Extracted text
□ □ □
Doula Vs. Midwife: What's The Difference, And How Do You Choose?

What’s The Difference Between A Doula And A Midwife? And Do I Need Either (Or Both)?

October 26, 2020 Updated November 26, 2020

Doula showing labor positions to a pregnant woman
Newman Studio/Getty Images

As soon as your pregnancy journey begins, so do the questions. Not only will you be pondering the perfect name for your little peanut, but you’ll also be preparing to make some pretty important pregnancy decisions. One of the first quandaries you may face is who you want on your health care team as you make your way towards labor and delivery. And at some point in your pondering, you’ll probably start asking yourself about a doula vs. midwife and the differences between the two. Do you need one? Do you need both? Will they be delivering your baby? There’s a lot to mull over, so let’s jump right into this discussion.

Until now, you may even have thought that doulas and midwives do the same thing. That’s an understandable mistake to make, as they do both help moms-to-be get through pregnancy and delivery. However, there are a few key differences between the two. To understand them, you’ll first need to compare and contrast what they do.
□ □ □
Brief A
Summarize the doula-versus-midwife article in two sentences.
Brief B
Carry the doula-versus-midwife article on from its last sentence, keeping its tone and its direct address to the reader.
□ □ □
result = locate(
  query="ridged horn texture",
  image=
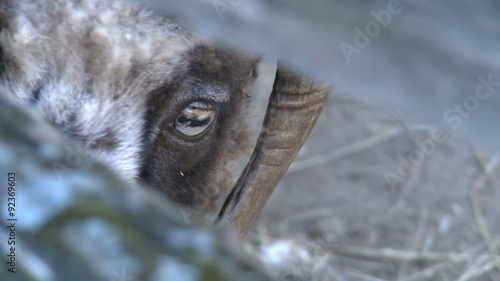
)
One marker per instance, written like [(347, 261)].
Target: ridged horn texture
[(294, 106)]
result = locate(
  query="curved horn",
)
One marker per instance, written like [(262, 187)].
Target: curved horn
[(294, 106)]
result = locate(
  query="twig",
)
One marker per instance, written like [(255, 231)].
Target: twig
□ □ □
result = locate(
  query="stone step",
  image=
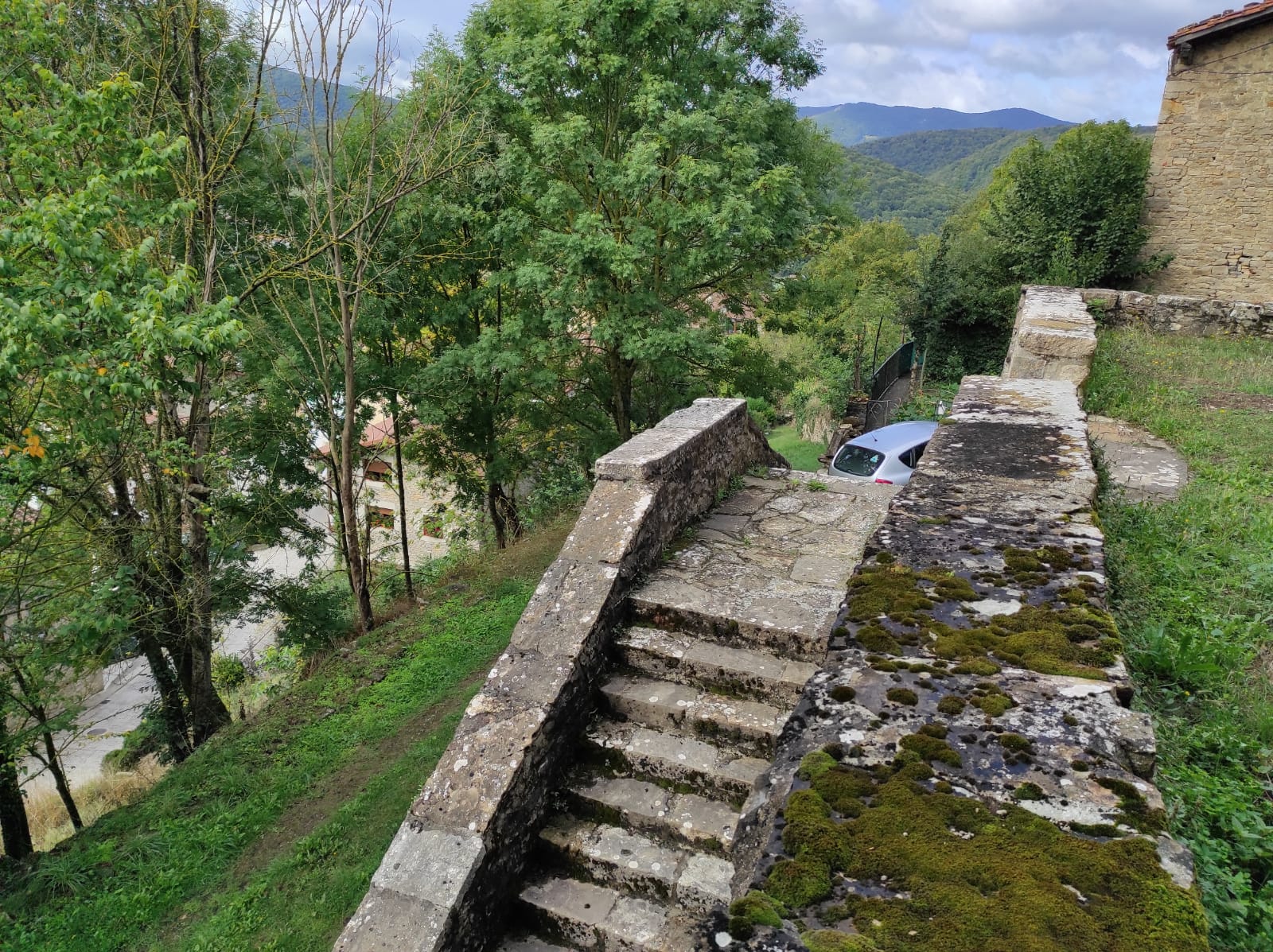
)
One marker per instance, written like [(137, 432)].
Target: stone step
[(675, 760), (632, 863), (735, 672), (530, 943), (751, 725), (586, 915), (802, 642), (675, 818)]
□ □ □
Final answer A
Early in a pregnancy, expectant parents must decide who belongs on their health care team for labor and delivery, which often leads them to ask how a doula and a midwife differ and whether they need one, both or neither. The two are easily confused because both help mothers-to-be through pregnancy and delivery, but there are a few key differences that become clear when their roles are compared.

Final answer B
What is a doula?

Think of a doula as a sort of birth coach. ICYMI, bringing a tiny human in this world can be tough. It’s exhausting in essentially every way. A doula helps get you through that by offering emotional, physical, and mental support. And it isn’t relegated just to labor and delivery. Depending on the doula you choose, they may be along for much of the pregnancy ride in some capacity — particularly the closer you get to your due date. Such doulas offer antepartum (before birth) care. Some doulas similarly offer postpartum care to tend to a new mom’s needs after birth.

During labor, a doula might give you massages, help you in and out of a birthing pool, recommend different labor positions, coach your breathing, and more. One major benefit of a doula is having an experienced birth advocate at your side throughout your side during a time you’re bound to feel overwhelmed. Plus, although a doula’s primary role is being there for mama (in Greek, doula means “woman’s servant”), they also offer ancillary support to partners.

Do doulas deliver babies?

While many doulas seek rigorous certification training on childbirth, they are not considered clinical medical professionals. They aren’t able to offer medical advice or prescribe medications. Their main role in the delivery space is to support Mama and offer assistance to the midwife or doctor as needed. It’s worth noting that many women who choose to have a doula report a more comfortable birthing experience (and have been found to request less pain medication during labor).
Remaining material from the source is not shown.